TEXT PASSAGE:
>>>>

Rating: 3.5 Stars

Publisher: Curiosity Quills Press

Genre: Paranormal/UF

Tags: Violence/Gore, Humour, Elements of Flirtation (Gay) 

Length: 386 Pages

Reviewer: Karen

Purchase At: amazon, Curiosity Quills Press

 

Synopsis:

Matheus Taylor didn’t ask to be murdered.

To be fair, the percentage of people actually asking to be murdered is probably small enough to be safely ignored, but he felt it was worth stating regardless.

His life might have been ordinary, but it was his life and he wasn’t done with it yet. Quin didn’t care. A seventeen-hundred old Roman, Quintus Livius Saturnius had a different view of morality than most people. Killing Matheus and hijacking his undead existence seemed perfectly acceptable to him.

Now, Matheus spends his nights running for his life, questioning his sexual orientation, and defying a mysterious new threat to the vampires within his city. Not that he set out to do any defying; he just wanted to be left alone.

<<<<

GIVEN REQUEST 1:
Please answer these questions about the book review:
(a) Which publisher is listed?
(b) How many pages long is the book?
(c) What is Quin's full name?
GIVEN REQUEST 2: Rewrite the part of the book review starting at "Length: 386 Pages" and ending at "worth stating regardless.", changing "murdered" to "killed" each time it occurs.

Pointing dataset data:
>>>>

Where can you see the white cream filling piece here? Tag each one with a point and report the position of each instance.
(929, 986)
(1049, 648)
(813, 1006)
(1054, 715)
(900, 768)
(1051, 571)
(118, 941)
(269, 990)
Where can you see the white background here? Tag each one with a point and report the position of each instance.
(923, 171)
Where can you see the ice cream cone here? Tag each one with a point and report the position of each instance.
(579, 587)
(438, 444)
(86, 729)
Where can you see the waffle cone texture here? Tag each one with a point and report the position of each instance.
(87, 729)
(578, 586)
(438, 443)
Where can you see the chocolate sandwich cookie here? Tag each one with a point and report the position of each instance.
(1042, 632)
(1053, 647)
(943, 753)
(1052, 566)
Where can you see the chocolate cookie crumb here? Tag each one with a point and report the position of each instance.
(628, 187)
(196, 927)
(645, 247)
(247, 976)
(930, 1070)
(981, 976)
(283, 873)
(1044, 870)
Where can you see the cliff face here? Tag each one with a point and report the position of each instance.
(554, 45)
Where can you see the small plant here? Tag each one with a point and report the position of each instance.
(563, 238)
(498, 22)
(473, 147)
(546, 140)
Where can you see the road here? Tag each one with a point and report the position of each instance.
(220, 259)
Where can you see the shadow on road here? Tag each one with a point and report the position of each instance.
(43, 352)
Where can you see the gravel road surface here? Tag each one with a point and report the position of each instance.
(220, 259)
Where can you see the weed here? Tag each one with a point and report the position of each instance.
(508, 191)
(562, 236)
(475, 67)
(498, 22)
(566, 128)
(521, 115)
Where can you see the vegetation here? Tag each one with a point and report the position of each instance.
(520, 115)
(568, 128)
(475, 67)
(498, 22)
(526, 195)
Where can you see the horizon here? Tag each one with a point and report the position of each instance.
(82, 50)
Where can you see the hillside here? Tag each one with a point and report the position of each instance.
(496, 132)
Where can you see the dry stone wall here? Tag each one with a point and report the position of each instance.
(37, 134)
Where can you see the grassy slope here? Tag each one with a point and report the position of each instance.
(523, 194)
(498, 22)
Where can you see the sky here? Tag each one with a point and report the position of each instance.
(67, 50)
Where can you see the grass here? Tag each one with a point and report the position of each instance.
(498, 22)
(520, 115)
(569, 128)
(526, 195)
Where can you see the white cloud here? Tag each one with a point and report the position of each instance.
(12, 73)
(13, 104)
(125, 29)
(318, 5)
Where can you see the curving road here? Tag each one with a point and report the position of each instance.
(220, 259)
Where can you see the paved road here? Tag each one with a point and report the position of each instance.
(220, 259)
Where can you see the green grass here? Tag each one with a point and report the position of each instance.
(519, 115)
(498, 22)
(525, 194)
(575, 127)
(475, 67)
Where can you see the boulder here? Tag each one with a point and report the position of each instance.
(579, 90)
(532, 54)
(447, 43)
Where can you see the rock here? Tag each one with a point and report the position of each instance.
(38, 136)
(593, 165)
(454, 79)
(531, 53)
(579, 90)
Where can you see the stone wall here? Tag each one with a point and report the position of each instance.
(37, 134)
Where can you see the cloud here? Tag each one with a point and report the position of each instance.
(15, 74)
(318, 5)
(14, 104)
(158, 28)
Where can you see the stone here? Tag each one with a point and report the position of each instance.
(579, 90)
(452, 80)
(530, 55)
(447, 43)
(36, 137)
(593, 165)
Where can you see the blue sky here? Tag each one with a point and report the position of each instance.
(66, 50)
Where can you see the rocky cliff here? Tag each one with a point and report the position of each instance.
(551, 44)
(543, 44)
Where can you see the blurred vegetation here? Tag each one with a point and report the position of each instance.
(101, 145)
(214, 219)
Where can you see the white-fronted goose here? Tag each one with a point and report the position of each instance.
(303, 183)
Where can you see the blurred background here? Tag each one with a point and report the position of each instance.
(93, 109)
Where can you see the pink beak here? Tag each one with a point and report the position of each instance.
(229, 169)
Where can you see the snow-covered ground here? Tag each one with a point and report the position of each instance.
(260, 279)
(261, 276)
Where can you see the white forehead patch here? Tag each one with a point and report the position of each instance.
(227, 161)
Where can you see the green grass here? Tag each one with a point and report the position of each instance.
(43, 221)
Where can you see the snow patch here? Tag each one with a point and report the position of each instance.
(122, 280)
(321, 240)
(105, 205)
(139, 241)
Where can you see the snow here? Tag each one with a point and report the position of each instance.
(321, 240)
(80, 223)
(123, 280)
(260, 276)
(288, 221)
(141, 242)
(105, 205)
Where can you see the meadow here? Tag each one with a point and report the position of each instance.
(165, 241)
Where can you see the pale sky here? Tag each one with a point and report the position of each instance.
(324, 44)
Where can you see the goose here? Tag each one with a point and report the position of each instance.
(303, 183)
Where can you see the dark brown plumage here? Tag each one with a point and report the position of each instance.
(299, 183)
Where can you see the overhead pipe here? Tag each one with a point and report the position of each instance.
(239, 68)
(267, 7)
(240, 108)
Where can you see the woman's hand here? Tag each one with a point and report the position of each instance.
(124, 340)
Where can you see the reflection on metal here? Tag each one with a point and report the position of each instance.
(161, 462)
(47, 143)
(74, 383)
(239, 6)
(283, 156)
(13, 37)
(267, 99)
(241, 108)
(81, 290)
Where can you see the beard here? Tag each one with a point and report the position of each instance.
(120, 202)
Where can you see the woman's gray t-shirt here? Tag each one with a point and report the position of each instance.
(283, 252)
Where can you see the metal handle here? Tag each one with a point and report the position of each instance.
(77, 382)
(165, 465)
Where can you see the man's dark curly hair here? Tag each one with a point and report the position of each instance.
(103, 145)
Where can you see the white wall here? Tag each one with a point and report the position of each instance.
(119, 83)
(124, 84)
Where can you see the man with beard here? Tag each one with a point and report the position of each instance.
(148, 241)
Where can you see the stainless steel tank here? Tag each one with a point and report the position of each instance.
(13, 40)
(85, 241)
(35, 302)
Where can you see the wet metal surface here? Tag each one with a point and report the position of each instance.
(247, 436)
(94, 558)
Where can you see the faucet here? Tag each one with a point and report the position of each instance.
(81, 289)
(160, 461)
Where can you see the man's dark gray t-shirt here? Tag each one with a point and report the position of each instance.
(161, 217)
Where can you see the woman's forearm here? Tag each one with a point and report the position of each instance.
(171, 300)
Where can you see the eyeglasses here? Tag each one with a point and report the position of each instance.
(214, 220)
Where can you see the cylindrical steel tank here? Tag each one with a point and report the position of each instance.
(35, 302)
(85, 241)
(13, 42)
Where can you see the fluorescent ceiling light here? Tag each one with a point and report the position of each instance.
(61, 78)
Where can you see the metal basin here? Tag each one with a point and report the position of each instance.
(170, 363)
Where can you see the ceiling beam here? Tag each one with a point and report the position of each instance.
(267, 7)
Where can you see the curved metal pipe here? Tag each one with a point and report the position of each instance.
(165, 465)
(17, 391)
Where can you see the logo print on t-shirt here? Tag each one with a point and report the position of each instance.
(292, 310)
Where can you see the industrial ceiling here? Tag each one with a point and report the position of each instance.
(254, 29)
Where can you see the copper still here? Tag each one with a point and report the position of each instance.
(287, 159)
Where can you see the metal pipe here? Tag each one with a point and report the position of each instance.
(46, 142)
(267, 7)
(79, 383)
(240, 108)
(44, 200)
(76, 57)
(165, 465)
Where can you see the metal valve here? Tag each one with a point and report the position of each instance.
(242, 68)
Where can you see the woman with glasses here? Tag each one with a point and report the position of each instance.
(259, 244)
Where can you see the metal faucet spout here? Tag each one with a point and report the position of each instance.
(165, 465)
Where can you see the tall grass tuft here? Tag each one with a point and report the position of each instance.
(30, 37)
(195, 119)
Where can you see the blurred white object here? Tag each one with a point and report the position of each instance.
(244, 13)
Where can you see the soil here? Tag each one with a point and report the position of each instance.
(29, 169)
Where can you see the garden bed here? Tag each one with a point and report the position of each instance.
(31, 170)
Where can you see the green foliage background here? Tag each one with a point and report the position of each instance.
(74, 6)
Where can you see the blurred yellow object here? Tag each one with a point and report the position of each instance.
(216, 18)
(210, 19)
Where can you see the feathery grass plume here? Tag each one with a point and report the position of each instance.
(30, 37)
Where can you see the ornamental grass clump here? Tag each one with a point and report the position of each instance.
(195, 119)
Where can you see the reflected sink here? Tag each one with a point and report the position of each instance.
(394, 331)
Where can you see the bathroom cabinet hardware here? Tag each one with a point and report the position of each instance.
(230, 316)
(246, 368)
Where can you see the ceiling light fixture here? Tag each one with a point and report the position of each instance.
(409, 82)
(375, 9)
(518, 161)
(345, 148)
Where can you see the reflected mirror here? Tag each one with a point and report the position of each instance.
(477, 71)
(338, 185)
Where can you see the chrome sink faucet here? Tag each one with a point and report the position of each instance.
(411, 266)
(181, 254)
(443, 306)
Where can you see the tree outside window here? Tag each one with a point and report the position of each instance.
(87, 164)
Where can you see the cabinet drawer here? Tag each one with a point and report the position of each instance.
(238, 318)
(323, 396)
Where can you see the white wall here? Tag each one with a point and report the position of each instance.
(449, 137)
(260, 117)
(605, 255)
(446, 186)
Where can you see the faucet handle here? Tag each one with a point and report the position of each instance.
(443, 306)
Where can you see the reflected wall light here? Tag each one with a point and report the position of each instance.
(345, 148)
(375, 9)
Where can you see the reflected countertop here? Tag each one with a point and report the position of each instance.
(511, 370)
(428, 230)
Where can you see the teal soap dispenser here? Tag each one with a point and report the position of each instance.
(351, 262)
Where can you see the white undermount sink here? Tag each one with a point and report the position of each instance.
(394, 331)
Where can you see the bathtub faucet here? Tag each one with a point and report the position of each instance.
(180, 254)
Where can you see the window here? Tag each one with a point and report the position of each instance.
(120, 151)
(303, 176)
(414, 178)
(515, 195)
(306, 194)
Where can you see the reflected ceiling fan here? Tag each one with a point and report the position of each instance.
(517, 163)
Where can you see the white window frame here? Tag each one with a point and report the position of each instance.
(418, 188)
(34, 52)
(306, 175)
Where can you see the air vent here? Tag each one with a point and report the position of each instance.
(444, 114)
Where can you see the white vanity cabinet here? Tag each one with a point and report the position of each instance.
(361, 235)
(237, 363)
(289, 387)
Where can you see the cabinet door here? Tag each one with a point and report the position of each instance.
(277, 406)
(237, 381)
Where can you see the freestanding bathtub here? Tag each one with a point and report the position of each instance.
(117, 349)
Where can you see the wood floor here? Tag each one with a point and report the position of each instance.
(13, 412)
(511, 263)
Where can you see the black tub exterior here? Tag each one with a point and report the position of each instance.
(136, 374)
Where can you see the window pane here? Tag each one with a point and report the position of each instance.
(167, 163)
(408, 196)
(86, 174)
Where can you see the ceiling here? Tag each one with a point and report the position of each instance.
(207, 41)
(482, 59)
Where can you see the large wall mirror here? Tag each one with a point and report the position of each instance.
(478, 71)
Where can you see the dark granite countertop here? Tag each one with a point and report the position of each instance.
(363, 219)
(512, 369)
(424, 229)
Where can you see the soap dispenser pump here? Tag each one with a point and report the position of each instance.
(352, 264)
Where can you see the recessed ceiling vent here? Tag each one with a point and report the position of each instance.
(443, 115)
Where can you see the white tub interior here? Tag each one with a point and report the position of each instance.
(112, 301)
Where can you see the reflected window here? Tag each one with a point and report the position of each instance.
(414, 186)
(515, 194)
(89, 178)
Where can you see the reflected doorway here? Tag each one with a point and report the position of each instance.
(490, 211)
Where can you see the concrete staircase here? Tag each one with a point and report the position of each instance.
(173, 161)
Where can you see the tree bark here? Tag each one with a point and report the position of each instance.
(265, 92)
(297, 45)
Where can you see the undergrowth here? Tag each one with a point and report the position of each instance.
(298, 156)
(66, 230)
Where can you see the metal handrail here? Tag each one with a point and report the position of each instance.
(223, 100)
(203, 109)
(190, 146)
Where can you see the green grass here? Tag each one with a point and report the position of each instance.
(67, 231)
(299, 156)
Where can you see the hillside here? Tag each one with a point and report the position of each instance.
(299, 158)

<<<<

CORRECT RESULT 1:
(a) Curiosity Quills Press
(b) 386 pages
(c) Quintus Livius Saturnius

CORRECT RESULT 2:
Length: 386 Pages

Reviewer: Karen

Purchase At: amazon, Curiosity Quills Press

 

Synopsis:

Matheus Taylor didn’t ask to be killed.

To be fair, the percentage of people actually asking to be killed is probably small enough to be safely ignored, but he felt it was worth stating regardless.